- EXERCISE DESCRIPTION -
Which lines in the material below contain the string "jacket"? Show each of those lines in full, counting only matches with the same capitalization.

* START *

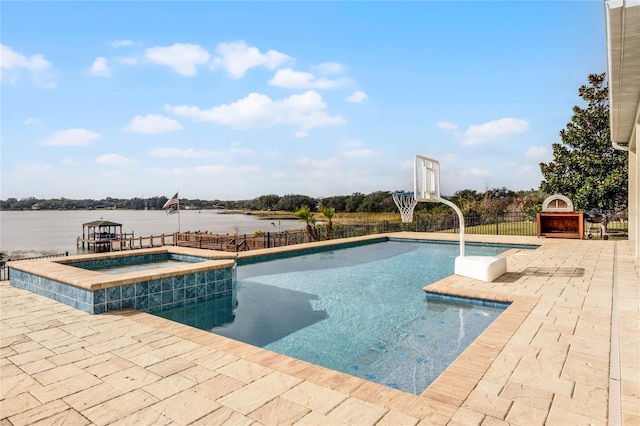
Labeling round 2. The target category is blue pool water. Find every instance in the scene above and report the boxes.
[156,241,507,394]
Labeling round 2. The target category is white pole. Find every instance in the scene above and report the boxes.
[178,197,180,232]
[440,198,464,256]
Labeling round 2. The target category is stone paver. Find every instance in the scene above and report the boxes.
[0,233,640,426]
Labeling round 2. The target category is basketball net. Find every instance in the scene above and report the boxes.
[392,192,418,223]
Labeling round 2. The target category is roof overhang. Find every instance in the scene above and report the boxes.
[604,0,640,149]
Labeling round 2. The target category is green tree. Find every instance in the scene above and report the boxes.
[540,73,629,210]
[293,205,318,241]
[320,206,336,240]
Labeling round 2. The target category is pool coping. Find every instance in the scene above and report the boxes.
[7,246,235,291]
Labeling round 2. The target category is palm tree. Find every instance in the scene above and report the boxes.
[293,205,318,241]
[320,206,336,240]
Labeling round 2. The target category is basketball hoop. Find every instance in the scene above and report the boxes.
[391,192,418,223]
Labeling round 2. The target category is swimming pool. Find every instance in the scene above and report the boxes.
[153,241,508,394]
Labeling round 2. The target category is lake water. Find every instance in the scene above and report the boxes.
[0,210,304,257]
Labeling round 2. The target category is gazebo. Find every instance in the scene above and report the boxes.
[78,220,122,251]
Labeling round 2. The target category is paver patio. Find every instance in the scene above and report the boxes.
[0,233,640,426]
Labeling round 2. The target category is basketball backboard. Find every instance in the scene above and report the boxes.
[414,155,441,202]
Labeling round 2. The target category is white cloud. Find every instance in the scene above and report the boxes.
[269,68,351,89]
[460,167,491,178]
[109,40,133,49]
[42,129,100,146]
[145,43,211,77]
[125,114,182,135]
[345,91,368,104]
[210,41,292,78]
[340,140,376,158]
[89,56,111,77]
[436,121,458,130]
[165,91,346,137]
[462,118,529,145]
[0,44,56,89]
[295,157,345,178]
[313,62,347,75]
[17,163,53,177]
[525,145,549,161]
[113,56,138,65]
[96,154,134,167]
[24,118,42,126]
[149,148,208,159]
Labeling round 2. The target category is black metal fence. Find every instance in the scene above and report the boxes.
[0,251,69,281]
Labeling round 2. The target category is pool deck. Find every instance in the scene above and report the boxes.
[0,233,640,426]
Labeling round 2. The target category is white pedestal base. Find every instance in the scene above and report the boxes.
[455,256,507,283]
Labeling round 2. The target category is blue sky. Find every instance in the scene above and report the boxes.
[0,1,606,200]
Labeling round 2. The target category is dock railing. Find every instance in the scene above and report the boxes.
[0,251,69,281]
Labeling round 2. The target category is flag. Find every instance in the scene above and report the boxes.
[167,204,180,214]
[162,192,180,214]
[162,192,178,209]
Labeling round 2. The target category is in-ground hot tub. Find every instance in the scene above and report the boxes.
[8,247,236,314]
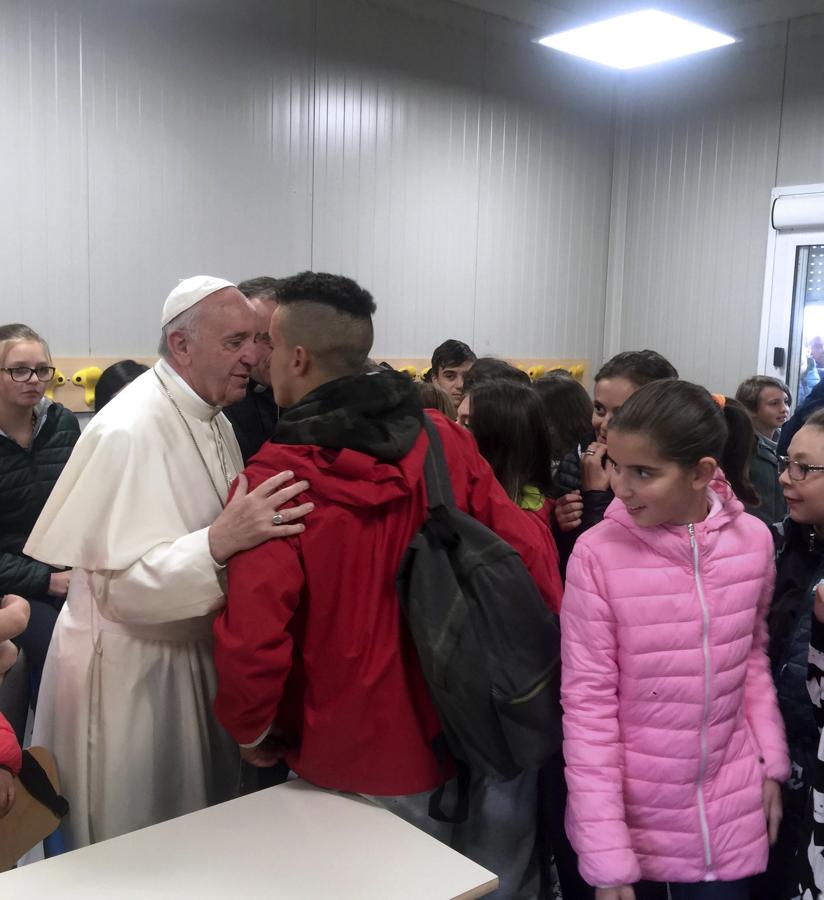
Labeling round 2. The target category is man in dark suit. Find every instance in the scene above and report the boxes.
[223,275,279,465]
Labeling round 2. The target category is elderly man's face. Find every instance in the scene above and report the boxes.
[187,288,258,406]
[249,297,277,384]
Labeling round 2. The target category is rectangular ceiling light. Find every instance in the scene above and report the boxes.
[538,9,735,69]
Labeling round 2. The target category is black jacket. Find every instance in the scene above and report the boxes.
[552,441,615,576]
[0,403,80,599]
[776,381,824,456]
[769,518,824,762]
[745,434,787,525]
[223,379,280,465]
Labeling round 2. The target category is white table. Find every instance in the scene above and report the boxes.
[0,781,498,900]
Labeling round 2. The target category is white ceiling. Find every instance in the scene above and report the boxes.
[440,0,824,34]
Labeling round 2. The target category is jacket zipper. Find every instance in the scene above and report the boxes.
[687,523,712,872]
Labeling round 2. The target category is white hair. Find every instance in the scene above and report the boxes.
[157,303,203,359]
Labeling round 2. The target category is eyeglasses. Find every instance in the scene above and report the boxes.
[0,366,55,381]
[778,456,824,481]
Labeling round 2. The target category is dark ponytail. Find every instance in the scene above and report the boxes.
[609,378,760,505]
[719,397,761,506]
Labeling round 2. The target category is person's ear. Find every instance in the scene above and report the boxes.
[692,456,718,491]
[292,344,312,377]
[166,330,192,366]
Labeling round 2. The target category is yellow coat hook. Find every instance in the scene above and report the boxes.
[46,367,66,400]
[72,366,101,408]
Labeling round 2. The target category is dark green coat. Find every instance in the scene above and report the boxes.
[0,403,80,599]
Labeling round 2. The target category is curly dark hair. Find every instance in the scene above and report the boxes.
[237,275,283,300]
[609,378,760,506]
[595,350,678,387]
[274,272,377,319]
[534,372,592,459]
[464,356,530,394]
[430,338,477,375]
[469,380,553,503]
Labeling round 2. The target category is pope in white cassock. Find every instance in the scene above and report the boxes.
[25,276,312,847]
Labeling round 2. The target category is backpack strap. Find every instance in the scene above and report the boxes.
[429,731,471,825]
[423,413,455,512]
[18,750,69,819]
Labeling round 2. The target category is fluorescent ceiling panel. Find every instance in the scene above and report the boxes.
[538,9,735,69]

* END *

- CORRECT RESPONSE -
Labeling round 2. The target category is black jacket. Find every instance in the scene above and report the boxes.
Labeling round 2. The target category is jacket zipper. Find every instance in the scene above and report the boxes.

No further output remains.